## What you will do
In the abstract on microencapsulating a citrus essential oil, which compound was detected as the major compound in Brazilian orange terpenes?
***** Document segment *****
Microencapsulation Enhances the in vitro Antibacterial Activity of a Citrus Essential Oil

Abstract

Essential oils (EOs) have become a promising alternative to antibiotic use in animal breeding because of their biological properties. Citrus EOs, a by-product of citrus processing industries, could be a feasible alternative due to their vast production worldwide. Encapsulation techniques, such as microencapsulation, could enable EO application in animal feed, preserving EO bioactivity. This study analyzes the use of foodgrade polymers, chitosan and modified starch, for microencapsulation of a commercial citrus EO, Brazilian orange terpenes (BOT), by spray-drying. Physical properties characterization showed that the microencapsulated BOT (MB-OT) had a moisture content = 5.39 %, a_w = 0.40 and bulk density = 0.42 g/mL. Overall, microparticles presented a slight irregular-spherical shape, with a mean diameter of 2.77 μm and high polydispersity. Encapsulation efficiency reached 61.17 %. Furthermore, the antibacterial activity results showed that MBOT exerted a higher activity on enterotoxigenic E. coli U21 (isolated from pig gut) than on Lactobacillus rhamnosus, thus presenting a selective antibacterial activity between the pathogenic and beneficial bacteria. Moreover, MBOT exerted a higher selective antibacterial performance than the raw BOT, meaning the antibacterial performance of the raw BOT was enhanced by encapsulation. This is probably because wall material besides protects the raw BOT against volatilization; it could have interacted in synergism with the raw BOT enhancing the antibacterial effect of the MBOT powder. Finally, limonene was detected as the major compound in BOT by polar/non-polar GC-MS. Therefore, the modified starch-chitosan matrix could result in advantageous to encapsulate BOT and turn feasible its application in animal feed.

Key words:

• modified starch-chitosan matrix
• spray-drying
• E. coli
• Lactobacillus
• pig feed
***** Entries supplied *****
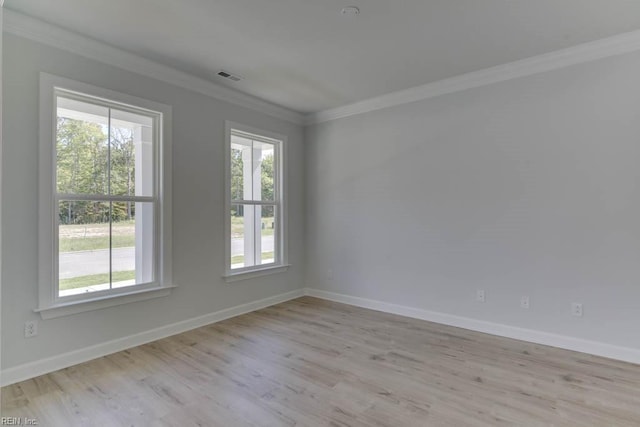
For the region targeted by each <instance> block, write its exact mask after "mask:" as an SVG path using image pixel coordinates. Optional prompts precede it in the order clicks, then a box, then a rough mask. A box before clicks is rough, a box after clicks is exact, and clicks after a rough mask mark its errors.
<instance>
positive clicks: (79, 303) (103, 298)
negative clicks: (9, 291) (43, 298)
mask: <svg viewBox="0 0 640 427" xmlns="http://www.w3.org/2000/svg"><path fill="white" fill-rule="evenodd" d="M175 287H176V286H174V285H171V286H163V287H161V288H152V289H144V290H138V291H133V292H128V293H125V294H120V295H106V296H102V297H98V298H93V299H87V300H82V301H73V302H68V303H63V304H58V305H53V306H50V307H40V308H37V309H35V310H34V311H35V312H36V313H40V316H42V319H44V320H46V319H54V318H56V317H63V316H70V315H72V314H77V313H83V312H85V311H93V310H100V309H103V308H107V307H114V306H116V305H122V304H128V303H130V302H136V301H144V300H148V299H153V298H160V297H165V296H167V295H169V294H170V293H171V289H173V288H175Z"/></svg>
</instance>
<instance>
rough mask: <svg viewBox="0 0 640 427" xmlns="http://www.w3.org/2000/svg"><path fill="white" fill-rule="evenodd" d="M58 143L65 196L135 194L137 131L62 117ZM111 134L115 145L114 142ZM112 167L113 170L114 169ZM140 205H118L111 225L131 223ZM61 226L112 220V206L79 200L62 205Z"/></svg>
mask: <svg viewBox="0 0 640 427" xmlns="http://www.w3.org/2000/svg"><path fill="white" fill-rule="evenodd" d="M57 125H58V127H57V141H56V161H57V168H56V182H57V190H58V192H59V193H71V194H100V195H107V194H109V191H110V193H111V194H115V195H132V194H135V146H134V142H133V130H132V129H129V128H126V127H123V128H119V127H111V130H110V132H109V131H108V130H109V129H108V128H107V126H103V125H100V124H98V123H91V122H86V121H82V120H75V119H69V118H63V117H59V118H58V121H57ZM109 134H110V136H111V140H110V141H109ZM109 163H110V164H111V168H109V167H108V166H109ZM134 215H135V204H134V203H130V202H118V203H113V205H112V207H111V220H112V221H120V220H129V219H132V218H133V217H134ZM59 217H60V223H61V224H89V223H99V222H108V221H109V204H108V203H104V202H102V203H101V202H92V201H89V200H87V201H74V202H62V203H60V213H59Z"/></svg>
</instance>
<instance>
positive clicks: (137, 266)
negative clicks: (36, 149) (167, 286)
mask: <svg viewBox="0 0 640 427" xmlns="http://www.w3.org/2000/svg"><path fill="white" fill-rule="evenodd" d="M54 101H55V111H56V123H55V150H54V160H55V166H54V181H55V184H54V188H55V191H54V197H53V202H54V211H55V212H56V213H57V218H53V221H54V233H53V235H54V240H55V242H54V245H55V247H56V251H55V253H54V257H55V260H54V283H55V286H54V298H55V299H57V300H63V301H70V300H78V299H84V298H86V297H87V295H89V294H91V296H94V295H102V294H110V293H119V292H121V291H123V288H127V287H132V286H140V285H150V284H153V282H154V280H155V279H156V276H157V268H158V266H157V257H156V253H157V241H156V240H157V239H156V236H157V233H156V225H157V218H156V217H157V215H158V204H159V198H158V190H157V188H158V183H157V180H158V171H157V163H158V162H157V159H158V156H157V153H156V151H157V146H158V144H159V141H160V136H159V132H160V129H161V120H162V115H161V114H160V113H157V112H152V111H147V110H143V109H138V108H135V107H131V106H125V105H121V104H119V103H115V102H111V101H108V100H105V99H98V98H93V97H90V96H86V95H82V94H78V93H74V92H67V91H65V90H62V89H56V90H55V96H54ZM124 290H126V289H124Z"/></svg>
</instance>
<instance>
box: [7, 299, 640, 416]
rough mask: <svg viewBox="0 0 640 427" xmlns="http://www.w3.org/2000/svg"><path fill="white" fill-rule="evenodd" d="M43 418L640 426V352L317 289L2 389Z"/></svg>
mask: <svg viewBox="0 0 640 427" xmlns="http://www.w3.org/2000/svg"><path fill="white" fill-rule="evenodd" d="M2 415H3V416H15V417H23V418H25V417H30V418H37V419H38V421H39V425H41V426H94V425H95V426H156V425H157V426H179V427H183V426H349V427H364V426H379V427H396V426H452V425H453V426H499V425H526V426H546V425H554V426H576V425H580V426H638V425H640V366H638V365H634V364H630V363H624V362H619V361H615V360H610V359H604V358H600V357H596V356H591V355H587V354H582V353H575V352H571V351H566V350H561V349H557V348H552V347H546V346H542V345H537V344H532V343H528V342H522V341H517V340H512V339H506V338H500V337H496V336H491V335H486V334H481V333H477V332H472V331H468V330H463V329H458V328H454V327H449V326H444V325H438V324H434V323H430V322H425V321H421V320H416V319H410V318H406V317H401V316H396V315H392V314H388V313H381V312H376V311H372V310H367V309H362V308H358V307H352V306H347V305H344V304H339V303H333V302H329V301H324V300H320V299H316V298H311V297H303V298H299V299H296V300H292V301H289V302H286V303H283V304H278V305H276V306H272V307H268V308H266V309H263V310H259V311H256V312H253V313H248V314H245V315H242V316H238V317H235V318H232V319H228V320H225V321H223V322H219V323H216V324H212V325H209V326H205V327H202V328H198V329H195V330H192V331H189V332H185V333H183V334H179V335H176V336H173V337H169V338H166V339H163V340H159V341H155V342H153V343H149V344H145V345H142V346H139V347H135V348H132V349H129V350H126V351H122V352H119V353H115V354H112V355H109V356H105V357H102V358H99V359H96V360H93V361H90V362H87V363H83V364H80V365H76V366H73V367H70V368H67V369H63V370H60V371H57V372H53V373H51V374H48V375H43V376H41V377H37V378H34V379H31V380H28V381H24V382H21V383H18V384H13V385H11V386H8V387H4V388H3V389H2Z"/></svg>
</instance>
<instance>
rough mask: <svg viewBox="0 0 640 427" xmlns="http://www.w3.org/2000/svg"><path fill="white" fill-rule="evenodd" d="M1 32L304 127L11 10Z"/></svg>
mask: <svg viewBox="0 0 640 427" xmlns="http://www.w3.org/2000/svg"><path fill="white" fill-rule="evenodd" d="M0 1H1V0H0ZM3 31H5V32H7V33H11V34H14V35H17V36H20V37H24V38H27V39H30V40H34V41H36V42H39V43H43V44H46V45H49V46H53V47H56V48H58V49H64V50H66V51H69V52H73V53H76V54H79V55H82V56H84V57H87V58H90V59H94V60H97V61H100V62H105V63H108V64H109V65H113V66H116V67H119V68H122V69H123V70H127V71H131V72H134V73H137V74H142V75H144V76H147V77H151V78H154V79H157V80H160V81H163V82H165V83H169V84H173V85H176V86H179V87H182V88H184V89H188V90H191V91H194V92H198V93H202V94H204V95H208V96H211V97H213V98H216V99H220V100H223V101H227V102H230V103H233V104H236V105H239V106H242V107H246V108H250V109H252V110H256V111H259V112H261V113H264V114H268V115H270V116H272V117H276V118H279V119H283V120H286V121H288V122H292V123H295V124H303V123H304V116H303V115H302V114H300V113H298V112H295V111H292V110H289V109H287V108H284V107H280V106H278V105H275V104H272V103H270V102H267V101H264V100H262V99H259V98H257V97H254V96H251V95H247V94H245V93H242V92H240V91H237V90H235V89H231V88H228V87H225V86H222V85H218V84H216V83H213V82H210V81H207V80H205V79H202V78H199V77H195V76H192V75H191V74H188V73H185V72H183V71H179V70H176V69H174V68H171V67H168V66H166V65H162V64H159V63H157V62H154V61H151V60H148V59H145V58H142V57H140V56H137V55H134V54H132V53H129V52H126V51H124V50H121V49H118V48H115V47H113V46H110V45H108V44H106V43H103V42H100V41H97V40H95V39H91V38H89V37H86V36H83V35H80V34H76V33H73V32H71V31H68V30H65V29H63V28H60V27H57V26H55V25H52V24H49V23H46V22H44V21H40V20H38V19H35V18H32V17H29V16H27V15H24V14H22V13H19V12H15V11H12V10H11V9H4V28H3Z"/></svg>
*****
## Task response
Limonene